*SHORT PROBLEM*
Pick up the forum thread about using bagged medium-grade sand as an aquarium substrate and keep it going from the last line shown.

====== GIVEN PASSAGE ======

# Quikcrete Medium sand a small write up with some pictures!



## Cromak (Dec 29, 2010)

Figured Id throw together a little write up on this stuff with some pictures. I have yet to put it in my tank as I'm waiting to pickup my new 90 gallon. I went over to Home Depot and picked up two 50lb bags of Quikcrete Medium Grade sand. It cost me $9 bucks for both bags with tax, great deal. It's a little whiter than i originally thought but i actually really like it. It looks real pure.

I am impressed with how clean this stuff is.. Here are some pictures showing the bag, grade of the medium sand and the purity of the sand after adding water.. NOTE: I did NOT prewash the sand before putting it in this small container for a sample.

Hope this helps some of you looking for an alternative substrate to save money and wondered how the Medium grade looked and worked for a tank.. I can tell this stuff will be great. I know others have used it in the past but i really haven't seen a whole lot of details.

Here's the Bag










Grade of Sand - This is Medium, it's actually really fine.



















Water - I did not rinse the sand and i just turned the faucet on and let the water rush over the sand and its that clear.. That tells you how clean the sand already is from the bag.










Another one, I'm sure if you do decide to rinse this, the water should be crystal clear...










Hope this helps :thumb:


----------



## fmueller (Jan 11, 2004)

It looks very fine - more like the play sand I've previously used than the pool filter sand I am using now. I hope it works out for you, but I had problems in the past with sand that was so fine. Unless you have fish that dig around the entire substrate, or you keep stirring it yourself, anaerobic pockets can form that, when disturbed, can release chemicals that have a bad odor and can be harmful to fish. I would be very interested in your experiences with this substrate after some time in the tank.

Best of luck!


----------



## GTZ (Apr 21, 2010)

====== SOURCE DATA ======

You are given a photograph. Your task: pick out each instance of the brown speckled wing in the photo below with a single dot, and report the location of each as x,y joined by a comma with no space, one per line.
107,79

======

*THE OUTPUT*
What are the additional precautions on the back concerning free silica in the sand?


----------



## Cromak (Dec 29, 2010)

GTZ said:


> What are the additional precautions on the back concerning free silica in the sand?


Do you mean on the back of the bag? Actually if you go to quikcrete.com you will see they have aquariums listed as a recommended use.

Fmueller it does almost react like play sand when wet. Its actually like beach sand. The only thing I noticed is that it wasn't clumping like play sand does, which is a good thing..

Ill be updating this thread once I get things setup and established. I do plan to move the sand during my weekly cleaning. I do so now with my cichlid sand.


----------



## Aura (Oct 29, 2005)

The Quickrete medium sand that I had was very fine. My filters made too much current and the sand would float around and get on the rocks and plants. Your 90 gallon is deeper so that probably won't be a problem. I also had a hard time vacuuming it without sucking it up. It was a really nice-looking white sand, but I ended up removing it.

This picture shows the difference in grain size (and color) -- Quickrete sand on the left and the brand of pool filter sand that I use on the right.










I see this sand recommended quite a bit and people seem to like it. And you're right about it being pretty clean right out of the bag. :thumb:


----------



## Cromak (Dec 29, 2010)

That's a big difference in grain size. I may consider the PFS as well.. I really need to weight the pros and cons of each setup.. Did you have Diatom issue with either the Quikcrete or PFS? What about problems with gas pockets?


----------



## Hawks (Feb 7, 2008)

I had the Quikcrete Medium sand in one of my 125's for almost two years before I sold the tank. The sand is a little finer than the Moon sand I use in most of my tanks now. I ran a C-360 and XP3 in the 125 with the Quikcrete sand and didn't have an issue with sand getting into the canisters. I think the air pocket issue has a lot to do with how much sand you use in the tank and what kind of fish you have.

Here is a picture of my 125 that was set up with the Quikcrete before I sold it.









I would still recommend this sand for a cheaper alternative to other sands.


----------



## Cromak (Dec 29, 2010)

Yours almost looks like a light tan color, was it the same color as mine above? The one i have is real white almost. It's actually lighter then it looks like in the pictures.. I do like the way the sand looks in your tank though, real nice.


----------



## Hawks (Feb 7, 2008)

Mine came from the same bag as the one in your picture.

It is more of a tan than a white.


----------



## Cromak (Dec 29, 2010)

Did you have any diatom issues using the Quikcrete?


----------



## GTZ (Apr 21, 2010)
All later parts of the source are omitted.